Norconex / crawlers

Norconex Crawlers (or spiders) are flexible web and filesystem crawlers for collecting, parsing, and manipulating data from the web or filesystem to various data repositories such as search engines.
https://opensource.norconex.com/crawlers
Apache License 2.0
183 stars 68 forks source link

Where do I find documentation for tagger fields? #424

Closed jerrywithaz closed 6 years ago

jerrywithaz commented 6 years ago

Where do I find information on the fields that are available for the tagger. I.E. the fields that would go here:

<tagger class="com.norconex.importer.handler.tagger.impl.KeepOnlyTagger">
     <fields>id,title,keywords,description,content,document.reference, document.contentType</fields>
</tagger>

I'm specifically looking for the status code of the webpage (200, 404, etc...) and the origin of the url (So, if the url was http://www.example.com/page/welcome I'd want http://www.example.com)

I can't find any information online and I've been searching for hours

essiembre commented 6 years ago

The fields obtained vary for each document/site. There are a few ways to find out what was extracted. You can use the FilesystemCommitter and have a look at generated files. A better approach is probably to use the DebugTagger. You can have that tagger multiple times (before and after parsing, other taggers, transformers, etc). It will print out what has been gathered so far.

For example, you can add the following just before your KeepOnlyTagger so you can list all fields so far using the INFO log level:

  <tagger class="com.norconex.importer.handler.tagger.impl.DebugTagger" logLevel="INFO"/>

Does that answer?

jerrywithaz commented 6 years ago

Hi, essiembre, that doesn't exactly answer my question. I already have the DebugTagger on and I am not seeing any information related to the status of the url.

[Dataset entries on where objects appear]
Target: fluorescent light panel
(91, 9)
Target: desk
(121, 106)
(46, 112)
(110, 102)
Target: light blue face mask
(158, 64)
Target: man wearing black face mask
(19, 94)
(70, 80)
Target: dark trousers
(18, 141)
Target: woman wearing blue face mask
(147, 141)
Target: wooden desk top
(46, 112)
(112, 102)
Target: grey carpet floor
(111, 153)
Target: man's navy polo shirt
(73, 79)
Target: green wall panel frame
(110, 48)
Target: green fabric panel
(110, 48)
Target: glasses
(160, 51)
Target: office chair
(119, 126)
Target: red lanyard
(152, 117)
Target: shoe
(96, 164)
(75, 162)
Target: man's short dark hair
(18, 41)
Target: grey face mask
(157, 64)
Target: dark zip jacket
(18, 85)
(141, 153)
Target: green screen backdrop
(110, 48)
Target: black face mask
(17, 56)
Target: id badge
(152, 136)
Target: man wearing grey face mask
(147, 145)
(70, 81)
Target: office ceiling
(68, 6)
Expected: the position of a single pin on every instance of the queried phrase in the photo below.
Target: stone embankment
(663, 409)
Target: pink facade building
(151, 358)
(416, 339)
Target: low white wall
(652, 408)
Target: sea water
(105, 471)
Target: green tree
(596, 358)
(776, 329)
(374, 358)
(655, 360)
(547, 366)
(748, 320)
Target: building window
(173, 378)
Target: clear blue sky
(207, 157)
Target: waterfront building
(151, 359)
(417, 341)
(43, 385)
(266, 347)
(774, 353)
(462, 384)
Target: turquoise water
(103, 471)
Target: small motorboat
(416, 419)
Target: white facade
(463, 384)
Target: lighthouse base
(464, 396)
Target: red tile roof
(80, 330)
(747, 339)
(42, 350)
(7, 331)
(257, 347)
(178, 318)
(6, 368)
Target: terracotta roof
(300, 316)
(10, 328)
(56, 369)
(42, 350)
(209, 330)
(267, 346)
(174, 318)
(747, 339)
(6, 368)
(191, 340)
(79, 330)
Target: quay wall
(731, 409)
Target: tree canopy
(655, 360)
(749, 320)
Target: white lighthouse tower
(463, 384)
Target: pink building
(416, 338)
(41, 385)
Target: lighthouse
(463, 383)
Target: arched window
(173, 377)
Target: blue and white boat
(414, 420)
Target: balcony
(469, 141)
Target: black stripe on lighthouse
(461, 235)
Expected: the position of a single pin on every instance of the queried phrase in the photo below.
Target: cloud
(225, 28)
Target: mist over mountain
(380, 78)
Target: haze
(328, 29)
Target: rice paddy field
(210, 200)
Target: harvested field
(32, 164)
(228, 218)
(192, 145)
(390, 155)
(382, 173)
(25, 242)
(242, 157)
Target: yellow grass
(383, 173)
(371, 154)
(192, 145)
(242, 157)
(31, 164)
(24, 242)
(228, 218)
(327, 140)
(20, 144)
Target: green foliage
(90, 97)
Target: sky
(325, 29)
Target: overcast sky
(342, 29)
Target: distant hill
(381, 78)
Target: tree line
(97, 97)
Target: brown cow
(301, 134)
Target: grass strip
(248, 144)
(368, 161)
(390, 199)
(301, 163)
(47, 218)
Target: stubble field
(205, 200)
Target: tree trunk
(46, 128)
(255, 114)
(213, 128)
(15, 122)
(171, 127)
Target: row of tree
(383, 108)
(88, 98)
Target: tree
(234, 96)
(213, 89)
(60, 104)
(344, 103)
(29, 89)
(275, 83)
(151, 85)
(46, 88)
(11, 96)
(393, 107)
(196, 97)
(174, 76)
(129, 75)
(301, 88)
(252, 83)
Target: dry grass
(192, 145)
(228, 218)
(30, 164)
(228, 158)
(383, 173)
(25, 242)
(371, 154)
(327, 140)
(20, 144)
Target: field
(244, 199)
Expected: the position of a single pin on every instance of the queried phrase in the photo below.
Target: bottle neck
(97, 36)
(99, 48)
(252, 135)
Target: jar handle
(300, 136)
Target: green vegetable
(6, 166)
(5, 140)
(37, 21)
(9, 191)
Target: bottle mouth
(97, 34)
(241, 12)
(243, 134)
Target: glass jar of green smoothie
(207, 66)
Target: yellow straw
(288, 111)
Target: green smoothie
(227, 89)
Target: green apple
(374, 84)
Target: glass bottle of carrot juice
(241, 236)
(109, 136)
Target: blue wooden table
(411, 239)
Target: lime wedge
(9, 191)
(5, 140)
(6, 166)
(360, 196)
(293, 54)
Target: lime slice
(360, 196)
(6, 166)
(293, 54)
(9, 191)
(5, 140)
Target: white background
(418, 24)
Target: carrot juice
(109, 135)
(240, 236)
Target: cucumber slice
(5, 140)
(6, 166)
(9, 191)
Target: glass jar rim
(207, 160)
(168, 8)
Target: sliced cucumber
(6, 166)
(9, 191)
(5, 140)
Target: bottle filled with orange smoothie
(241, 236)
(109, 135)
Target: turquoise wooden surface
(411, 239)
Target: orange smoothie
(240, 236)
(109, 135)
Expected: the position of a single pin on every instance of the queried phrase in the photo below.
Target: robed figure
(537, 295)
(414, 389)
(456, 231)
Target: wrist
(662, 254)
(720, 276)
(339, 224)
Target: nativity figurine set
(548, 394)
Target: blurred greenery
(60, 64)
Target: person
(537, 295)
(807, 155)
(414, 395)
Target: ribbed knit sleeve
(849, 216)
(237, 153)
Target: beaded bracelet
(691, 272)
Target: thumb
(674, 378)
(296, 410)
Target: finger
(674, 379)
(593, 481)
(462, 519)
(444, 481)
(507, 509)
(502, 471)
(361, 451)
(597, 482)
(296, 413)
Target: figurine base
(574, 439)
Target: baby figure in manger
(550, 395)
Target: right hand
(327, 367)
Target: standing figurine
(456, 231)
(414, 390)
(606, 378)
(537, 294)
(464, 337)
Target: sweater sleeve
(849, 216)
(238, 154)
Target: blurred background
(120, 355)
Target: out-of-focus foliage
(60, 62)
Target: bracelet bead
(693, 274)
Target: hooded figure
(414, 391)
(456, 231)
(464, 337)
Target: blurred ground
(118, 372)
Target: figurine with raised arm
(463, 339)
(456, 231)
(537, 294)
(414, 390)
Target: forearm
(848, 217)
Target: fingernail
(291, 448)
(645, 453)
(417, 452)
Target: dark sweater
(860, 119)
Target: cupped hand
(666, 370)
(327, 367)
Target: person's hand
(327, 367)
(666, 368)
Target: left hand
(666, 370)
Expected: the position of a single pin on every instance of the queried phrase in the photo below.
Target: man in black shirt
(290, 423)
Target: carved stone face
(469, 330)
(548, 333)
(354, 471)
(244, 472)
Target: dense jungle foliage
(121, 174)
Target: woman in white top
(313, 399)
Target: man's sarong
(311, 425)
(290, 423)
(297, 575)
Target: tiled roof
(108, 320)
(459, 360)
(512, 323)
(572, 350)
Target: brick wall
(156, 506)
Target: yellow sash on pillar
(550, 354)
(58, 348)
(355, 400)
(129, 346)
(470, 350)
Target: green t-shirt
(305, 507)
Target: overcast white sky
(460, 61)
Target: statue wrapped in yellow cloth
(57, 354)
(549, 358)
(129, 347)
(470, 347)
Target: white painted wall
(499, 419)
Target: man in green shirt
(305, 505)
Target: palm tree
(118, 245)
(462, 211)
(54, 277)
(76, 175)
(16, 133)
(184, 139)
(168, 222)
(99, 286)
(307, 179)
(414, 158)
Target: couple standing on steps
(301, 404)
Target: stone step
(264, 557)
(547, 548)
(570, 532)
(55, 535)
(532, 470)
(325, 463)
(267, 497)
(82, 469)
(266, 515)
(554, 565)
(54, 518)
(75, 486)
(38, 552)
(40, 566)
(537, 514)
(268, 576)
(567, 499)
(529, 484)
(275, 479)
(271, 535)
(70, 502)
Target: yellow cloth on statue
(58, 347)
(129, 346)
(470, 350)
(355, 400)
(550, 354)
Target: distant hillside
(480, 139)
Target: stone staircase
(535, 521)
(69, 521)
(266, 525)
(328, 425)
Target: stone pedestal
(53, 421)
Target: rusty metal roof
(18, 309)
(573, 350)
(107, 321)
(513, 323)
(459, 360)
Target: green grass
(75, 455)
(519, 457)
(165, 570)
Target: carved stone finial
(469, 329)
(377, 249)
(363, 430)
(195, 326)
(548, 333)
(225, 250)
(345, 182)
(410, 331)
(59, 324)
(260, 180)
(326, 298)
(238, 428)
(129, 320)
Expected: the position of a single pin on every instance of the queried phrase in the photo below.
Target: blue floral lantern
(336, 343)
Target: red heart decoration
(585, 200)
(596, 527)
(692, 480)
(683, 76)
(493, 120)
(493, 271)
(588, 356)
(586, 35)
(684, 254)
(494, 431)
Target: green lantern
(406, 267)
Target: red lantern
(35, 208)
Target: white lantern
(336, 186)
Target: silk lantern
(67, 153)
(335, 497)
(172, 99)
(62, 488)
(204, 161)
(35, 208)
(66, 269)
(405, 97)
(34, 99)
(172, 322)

TASK - Continue the forum thread about finding Norconex tagger fields, picking up after its last comment. The entries have no connection to the forum thread about Norconex tagger fields.

RESULT OF THE EXERCISE -
I am using AWS CloudSearch as my committer. What I am trying to do is add a "status" field that will contain the status of the page so that I can only search for pages that have a status of 200. I am doing this because AWS CloudSearch doesn't allow you to delete entries and I don't want pages showing up in my search engine that aren't being used any more. So, if you have any other ideas on how I can achieve that I am open!

This is the only information I see from the DebugTagger (I've emitted information for privacy):

INFO  [DebugTagger] Content-Length=16191
INFO  [DebugTagger] collector.referrer-link-tag=a.href
INFO  [DebugTagger] collector.referrer-reference=...
INFO  [DebugTagger] Server=Microsoft-IIS/8.5
INFO  [DebugTagger] X-Powered-By=ASP.NET
INFO  [DebugTagger] Cache-Control=private
INFO  [DebugTagger] collector.referenced-urls=...
INFO  [DebugTagger] X-AspNet-Version=4.0.30319
INFO  [DebugTagger] collector.is-crawl-new=true
INFO  [DebugTagger] collector.referrer-link-text=Our Process
INFO  [DebugTagger] Date=Mon, 13 Nov 2017 16:29:17 GMT
INFO  [DebugTagger] Vary=Accept-Encoding
INFO  [DebugTagger] document.reference=...
INFO  [DebugTagger] collector.content-type=text/html
INFO  [DebugTagger] Content-Encoding=gzip
INFO  [DebugTagger] document.contentEncoding=utf-8
INFO  [DebugTagger] document.contentFamily=html
INFO  [DebugTagger] collector.content-encoding=utf-8
INFO  [DebugTagger] Content-Type=text/html; charset=utf-8
INFO  [DebugTagger] document.contentType=text/html
INFO  [DebugTagger] collector.depth=1
INFO  [DebugTagger] title=...
INFO  [DebugTagger] collector.referrer-link-text=Our Process
INFO  [DebugTagger] description=...
INFO  [DebugTagger] keywords=...
INFO  [DebugTagger] document.reference=...

Do you have any other ideas on how I can get that information to be added to the document data?

Here is my config in case that information would help: `<?xml version="1.0" encoding="UTF-8"?> <!DOCTYPE xml>

./results/progressdir ./results/logsDir url 1 url 2 ./results/workDir 100 10000 200 DELETE title,keywords,description,content,document.reference, document.contentType, collector.referrer-link-text png,gif,jpg,jpeg,js,css,json,svg, xlsx, xls, pptx, ppt .*/runtime/.* .*/design/.* .*/templates/.* .*/error/.* true url goes here

`

essiembre commented 6 years ago

If it is to track deleted/bad documents, it is handled automatically. As long as you do not delete the crawl cache (i.e., you "workdir"), a document that can no longer be reached will trigger a deletion request for that document on CloudSearch. So you will only get "200" ones indexed. Do you have evidence to the contrary?

If you want to track bad links so you can fix them on your site or similar reasons, you can create a report each time by using URLStatusCrawlerEventListener.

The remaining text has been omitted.